Copy out, word for word, the lines below from the line containing "Mark the innermost point of each instance of the railing" through the final line, including both of those lines.

↓↓↓

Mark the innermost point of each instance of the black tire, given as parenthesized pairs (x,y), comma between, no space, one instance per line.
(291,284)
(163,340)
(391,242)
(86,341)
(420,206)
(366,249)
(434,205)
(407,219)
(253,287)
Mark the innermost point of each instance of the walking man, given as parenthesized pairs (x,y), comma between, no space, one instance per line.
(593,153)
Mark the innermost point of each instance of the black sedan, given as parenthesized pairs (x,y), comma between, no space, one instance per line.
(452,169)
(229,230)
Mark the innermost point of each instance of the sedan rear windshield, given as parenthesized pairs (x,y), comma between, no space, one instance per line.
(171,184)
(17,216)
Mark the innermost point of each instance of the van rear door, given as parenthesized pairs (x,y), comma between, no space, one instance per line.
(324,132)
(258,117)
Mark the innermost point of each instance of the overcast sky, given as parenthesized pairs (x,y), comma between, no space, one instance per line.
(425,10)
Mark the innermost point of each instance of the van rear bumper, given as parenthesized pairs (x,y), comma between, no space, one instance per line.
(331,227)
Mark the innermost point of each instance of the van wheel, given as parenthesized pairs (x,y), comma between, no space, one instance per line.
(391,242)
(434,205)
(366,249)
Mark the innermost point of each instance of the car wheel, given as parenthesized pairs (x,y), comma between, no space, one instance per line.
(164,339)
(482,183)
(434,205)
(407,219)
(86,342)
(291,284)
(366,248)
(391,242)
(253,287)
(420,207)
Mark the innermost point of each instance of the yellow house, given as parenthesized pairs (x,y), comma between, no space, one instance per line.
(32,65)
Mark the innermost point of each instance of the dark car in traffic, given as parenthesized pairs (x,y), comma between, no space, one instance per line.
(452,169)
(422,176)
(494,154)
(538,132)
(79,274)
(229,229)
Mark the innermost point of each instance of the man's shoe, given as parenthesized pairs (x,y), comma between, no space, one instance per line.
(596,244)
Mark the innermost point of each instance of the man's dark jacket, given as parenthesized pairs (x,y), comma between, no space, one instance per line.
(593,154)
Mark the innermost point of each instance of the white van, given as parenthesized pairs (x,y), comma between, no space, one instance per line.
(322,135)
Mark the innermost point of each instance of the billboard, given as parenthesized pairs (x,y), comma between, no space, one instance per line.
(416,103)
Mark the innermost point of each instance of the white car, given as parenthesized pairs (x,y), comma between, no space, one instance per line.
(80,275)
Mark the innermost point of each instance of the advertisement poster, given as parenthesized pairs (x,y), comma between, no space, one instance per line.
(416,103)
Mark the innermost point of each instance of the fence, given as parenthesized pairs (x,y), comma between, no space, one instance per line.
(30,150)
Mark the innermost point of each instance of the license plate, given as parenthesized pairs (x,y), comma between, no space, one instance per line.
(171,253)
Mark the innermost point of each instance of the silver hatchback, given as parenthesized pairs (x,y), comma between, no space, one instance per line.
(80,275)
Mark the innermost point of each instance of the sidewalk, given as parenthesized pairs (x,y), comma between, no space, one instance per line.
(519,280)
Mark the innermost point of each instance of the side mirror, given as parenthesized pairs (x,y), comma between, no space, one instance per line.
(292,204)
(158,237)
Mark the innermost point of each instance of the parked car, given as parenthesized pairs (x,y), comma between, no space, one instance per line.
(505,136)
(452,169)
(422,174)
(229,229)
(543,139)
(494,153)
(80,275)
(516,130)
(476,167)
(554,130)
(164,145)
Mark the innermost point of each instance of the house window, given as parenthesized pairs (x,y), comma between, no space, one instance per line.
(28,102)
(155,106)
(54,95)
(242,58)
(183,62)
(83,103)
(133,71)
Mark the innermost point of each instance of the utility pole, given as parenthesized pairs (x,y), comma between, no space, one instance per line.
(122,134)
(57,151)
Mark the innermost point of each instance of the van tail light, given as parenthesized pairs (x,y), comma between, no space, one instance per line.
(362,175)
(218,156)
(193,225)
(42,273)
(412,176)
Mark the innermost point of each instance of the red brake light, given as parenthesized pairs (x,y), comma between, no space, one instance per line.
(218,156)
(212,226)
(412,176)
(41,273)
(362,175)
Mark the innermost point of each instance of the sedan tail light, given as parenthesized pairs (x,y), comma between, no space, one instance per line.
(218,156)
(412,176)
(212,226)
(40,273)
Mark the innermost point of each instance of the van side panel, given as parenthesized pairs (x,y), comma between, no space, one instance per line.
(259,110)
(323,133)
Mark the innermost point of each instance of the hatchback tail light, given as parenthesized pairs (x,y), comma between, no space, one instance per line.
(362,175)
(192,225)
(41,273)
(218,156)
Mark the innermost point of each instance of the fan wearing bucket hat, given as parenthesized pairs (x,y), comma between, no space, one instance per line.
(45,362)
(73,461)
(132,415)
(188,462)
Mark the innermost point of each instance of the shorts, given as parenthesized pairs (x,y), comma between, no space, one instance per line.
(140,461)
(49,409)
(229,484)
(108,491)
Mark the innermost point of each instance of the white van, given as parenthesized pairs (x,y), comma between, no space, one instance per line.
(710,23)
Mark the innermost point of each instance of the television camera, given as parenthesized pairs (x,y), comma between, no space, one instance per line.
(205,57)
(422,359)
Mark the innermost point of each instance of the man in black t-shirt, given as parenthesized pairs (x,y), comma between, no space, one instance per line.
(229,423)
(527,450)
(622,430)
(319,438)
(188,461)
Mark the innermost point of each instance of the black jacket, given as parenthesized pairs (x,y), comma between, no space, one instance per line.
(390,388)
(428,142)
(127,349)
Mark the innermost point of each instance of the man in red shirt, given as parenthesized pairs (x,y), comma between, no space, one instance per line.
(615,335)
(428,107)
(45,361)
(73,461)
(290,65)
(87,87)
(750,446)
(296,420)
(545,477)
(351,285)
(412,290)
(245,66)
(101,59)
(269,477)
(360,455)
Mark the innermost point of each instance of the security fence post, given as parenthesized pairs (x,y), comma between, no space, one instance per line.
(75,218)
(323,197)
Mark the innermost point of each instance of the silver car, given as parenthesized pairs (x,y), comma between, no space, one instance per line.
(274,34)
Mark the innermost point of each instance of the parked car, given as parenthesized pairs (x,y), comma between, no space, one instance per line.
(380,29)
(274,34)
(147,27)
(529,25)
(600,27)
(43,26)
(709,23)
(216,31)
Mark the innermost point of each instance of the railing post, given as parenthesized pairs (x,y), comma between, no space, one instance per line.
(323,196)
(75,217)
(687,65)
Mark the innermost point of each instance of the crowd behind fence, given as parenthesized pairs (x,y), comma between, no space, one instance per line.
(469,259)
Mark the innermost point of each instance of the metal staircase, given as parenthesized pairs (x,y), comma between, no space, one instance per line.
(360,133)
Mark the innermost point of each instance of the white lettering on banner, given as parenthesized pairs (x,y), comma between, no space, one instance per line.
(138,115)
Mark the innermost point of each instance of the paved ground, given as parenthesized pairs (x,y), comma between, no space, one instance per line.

↑↑↑

• [CORRECT ANSWER]
Mark the innermost point of each instance of the railing post, given as parenthesized pairs (x,y), comma between, no space, one instance per line.
(323,196)
(75,217)
(687,65)
Mark the innermost point of each instance of the crowd behind fence, given as parenthesized pairs (x,y), comma between, no space, one instance per line.
(469,259)
Mark the innermost point of each instance of the metal staircase, given as parenthesized pairs (x,y), comma between, no space, one instance per line.
(360,133)
Mark the innermost point of each instance of the white lettering on banner, given as parenthesized pairs (x,y), comma between, no space, one instance per line.
(138,115)
Mark the innermost point of each instance of the paved ground, given as parenthesized pairs (x,y), comma between, no space, one instance per line.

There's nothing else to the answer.